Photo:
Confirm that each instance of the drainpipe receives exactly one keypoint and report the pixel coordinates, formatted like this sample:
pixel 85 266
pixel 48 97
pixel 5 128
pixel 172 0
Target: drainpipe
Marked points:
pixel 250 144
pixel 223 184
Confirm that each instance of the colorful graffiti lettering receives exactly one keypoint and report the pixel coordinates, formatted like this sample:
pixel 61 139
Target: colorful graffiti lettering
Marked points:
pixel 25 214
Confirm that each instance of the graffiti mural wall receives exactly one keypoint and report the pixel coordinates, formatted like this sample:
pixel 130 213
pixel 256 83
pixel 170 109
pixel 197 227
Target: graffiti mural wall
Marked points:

══════════

The string "mural" appears in how many lines above? Answer with the number only.

2